Object point labels:
>> START

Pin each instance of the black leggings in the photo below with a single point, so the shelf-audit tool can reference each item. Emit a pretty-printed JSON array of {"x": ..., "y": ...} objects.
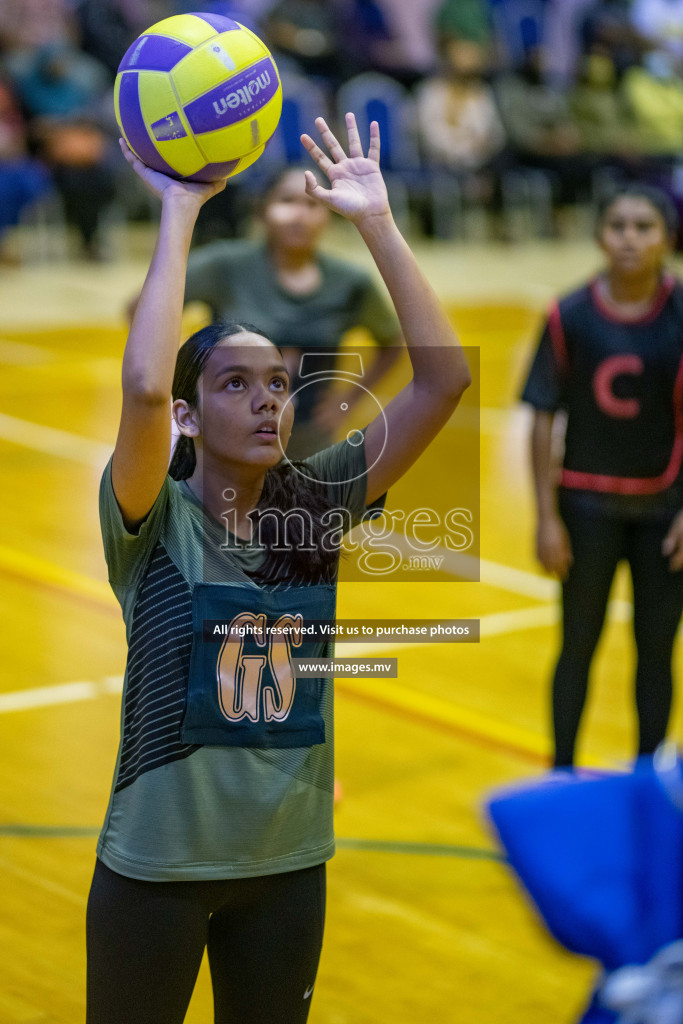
[
  {"x": 598, "y": 544},
  {"x": 145, "y": 942}
]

>> END

● **WORK TO DO**
Find each line of the listing above that contains the string "audit" and copy those lines in full.

● **RESPONSE TO THIS EXERCISE**
Pin each instance of the black leggings in the photo below with a single point, so the shelf-audit tool can reference each item. Emit a pretty-printed JSON array of {"x": ..., "y": ...} objects.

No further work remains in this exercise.